**AIM OF THE TASK:** Copy the part of the material that opens with the line containing "# segment the bowl of mashed potato" and closes with the line containing "46L39 42L102 19L121", changing "mashed potato" to "rice" and leaving everything else the same.

**Region labeling entries:**

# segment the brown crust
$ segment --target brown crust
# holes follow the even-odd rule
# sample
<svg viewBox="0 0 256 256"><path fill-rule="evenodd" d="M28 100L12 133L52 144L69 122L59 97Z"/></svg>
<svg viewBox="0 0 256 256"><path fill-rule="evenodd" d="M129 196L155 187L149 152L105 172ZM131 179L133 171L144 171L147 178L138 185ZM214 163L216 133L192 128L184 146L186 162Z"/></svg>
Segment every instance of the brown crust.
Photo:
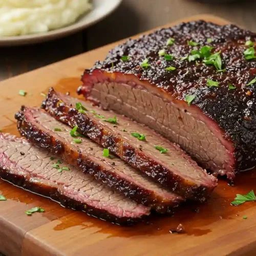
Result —
<svg viewBox="0 0 256 256"><path fill-rule="evenodd" d="M52 136L40 124L31 120L32 118L28 118L27 114L30 110L22 106L21 111L15 115L15 118L17 120L17 129L20 134L32 143L61 156L67 162L84 173L93 175L96 179L121 192L125 196L138 203L151 207L159 212L172 213L173 207L178 206L180 199L166 200L156 195L154 191L139 186L120 177L111 169L96 163L93 158L90 158L90 156L74 151L69 143L64 143L61 139L58 139L57 135Z"/></svg>
<svg viewBox="0 0 256 256"><path fill-rule="evenodd" d="M79 132L100 145L108 148L134 167L146 174L168 189L185 198L204 201L216 187L216 180L211 184L197 185L167 169L153 160L146 153L142 152L129 143L121 135L115 134L97 122L86 114L81 114L61 98L61 94L51 89L42 107L57 120L72 127L76 124ZM95 136L97 134L97 136Z"/></svg>

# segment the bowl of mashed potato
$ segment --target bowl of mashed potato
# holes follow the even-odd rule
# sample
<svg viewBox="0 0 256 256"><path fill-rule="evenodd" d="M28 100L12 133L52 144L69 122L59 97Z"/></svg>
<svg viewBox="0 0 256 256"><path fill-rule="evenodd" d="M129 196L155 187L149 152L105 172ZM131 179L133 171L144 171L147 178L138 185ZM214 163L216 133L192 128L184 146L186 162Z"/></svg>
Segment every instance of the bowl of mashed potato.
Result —
<svg viewBox="0 0 256 256"><path fill-rule="evenodd" d="M0 46L39 42L102 19L121 0L0 0Z"/></svg>

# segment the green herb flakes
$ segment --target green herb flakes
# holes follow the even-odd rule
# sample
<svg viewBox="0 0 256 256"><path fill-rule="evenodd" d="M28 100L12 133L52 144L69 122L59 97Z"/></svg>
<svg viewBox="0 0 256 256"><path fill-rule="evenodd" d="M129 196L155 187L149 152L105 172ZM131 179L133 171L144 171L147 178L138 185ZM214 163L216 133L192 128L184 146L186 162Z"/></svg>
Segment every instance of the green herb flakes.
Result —
<svg viewBox="0 0 256 256"><path fill-rule="evenodd" d="M109 157L110 156L110 151L108 148L104 148L103 150L103 156L104 157Z"/></svg>
<svg viewBox="0 0 256 256"><path fill-rule="evenodd" d="M237 194L237 197L234 199L234 201L231 203L233 205L239 205L243 204L245 202L252 201L256 200L256 197L253 190L251 190L246 195L243 195Z"/></svg>
<svg viewBox="0 0 256 256"><path fill-rule="evenodd" d="M7 199L3 195L0 195L0 201L6 201Z"/></svg>
<svg viewBox="0 0 256 256"><path fill-rule="evenodd" d="M131 135L135 138L137 138L139 140L145 140L146 137L143 134L140 134L138 133L131 133Z"/></svg>
<svg viewBox="0 0 256 256"><path fill-rule="evenodd" d="M27 94L27 92L26 92L24 90L20 90L18 92L18 95L20 96L22 96L23 97L25 97L26 94Z"/></svg>
<svg viewBox="0 0 256 256"><path fill-rule="evenodd" d="M174 38L169 38L166 41L166 46L172 46L174 44Z"/></svg>
<svg viewBox="0 0 256 256"><path fill-rule="evenodd" d="M105 122L108 122L109 123L117 124L117 120L116 116L114 117L114 118L110 118L109 119L104 119L103 121L104 121Z"/></svg>
<svg viewBox="0 0 256 256"><path fill-rule="evenodd" d="M45 210L41 207L36 207L31 208L30 210L25 210L25 213L27 215L32 215L34 212L44 212Z"/></svg>
<svg viewBox="0 0 256 256"><path fill-rule="evenodd" d="M173 60L174 59L174 56L173 55L170 55L169 54L165 54L164 58L166 60Z"/></svg>
<svg viewBox="0 0 256 256"><path fill-rule="evenodd" d="M82 143L82 141L81 140L79 140L79 139L73 139L73 140L75 143L77 144Z"/></svg>
<svg viewBox="0 0 256 256"><path fill-rule="evenodd" d="M162 49L162 50L160 50L159 52L158 52L158 55L159 56L163 56L165 54L165 51L164 50L164 49Z"/></svg>
<svg viewBox="0 0 256 256"><path fill-rule="evenodd" d="M250 86L251 84L253 84L253 83L255 83L256 82L256 77L254 79L253 79L250 82L248 82L246 85L248 86Z"/></svg>
<svg viewBox="0 0 256 256"><path fill-rule="evenodd" d="M187 95L185 97L185 99L186 102L187 102L187 105L190 106L191 102L196 98L196 95Z"/></svg>
<svg viewBox="0 0 256 256"><path fill-rule="evenodd" d="M211 79L207 79L207 86L209 87L214 86L215 87L219 87L219 82L217 81L214 81Z"/></svg>
<svg viewBox="0 0 256 256"><path fill-rule="evenodd" d="M175 67L168 67L167 68L166 68L164 69L165 70L167 70L167 71L173 71L174 70L175 70L176 69L176 68Z"/></svg>
<svg viewBox="0 0 256 256"><path fill-rule="evenodd" d="M197 42L194 42L194 41L187 41L187 44L190 46L197 46L199 45L199 44Z"/></svg>
<svg viewBox="0 0 256 256"><path fill-rule="evenodd" d="M234 86L232 85L231 83L228 83L228 89L230 90L234 90L234 89L236 89L237 88L236 88L236 87L234 87Z"/></svg>
<svg viewBox="0 0 256 256"><path fill-rule="evenodd" d="M126 56L126 55L123 55L122 57L121 57L121 59L123 61L127 61L129 60L130 59L130 56Z"/></svg>
<svg viewBox="0 0 256 256"><path fill-rule="evenodd" d="M155 146L155 148L157 150L159 150L161 154L165 154L167 153L167 150L166 148L164 148L164 147L162 147L160 146Z"/></svg>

**EXERCISE RESPONSE:**
# segment the bowl of rice
$ segment --target bowl of rice
# holes follow the even-odd rule
# sample
<svg viewBox="0 0 256 256"><path fill-rule="evenodd" d="M28 100L12 133L52 144L69 122L59 97Z"/></svg>
<svg viewBox="0 0 256 256"><path fill-rule="evenodd" d="M129 196L155 187L149 152L105 172ZM131 179L133 171L144 171L147 178L138 185ZM214 163L216 133L192 128L184 146L186 162Z"/></svg>
Segment every instance of the bowl of rice.
Result —
<svg viewBox="0 0 256 256"><path fill-rule="evenodd" d="M0 46L39 42L102 19L121 0L0 0Z"/></svg>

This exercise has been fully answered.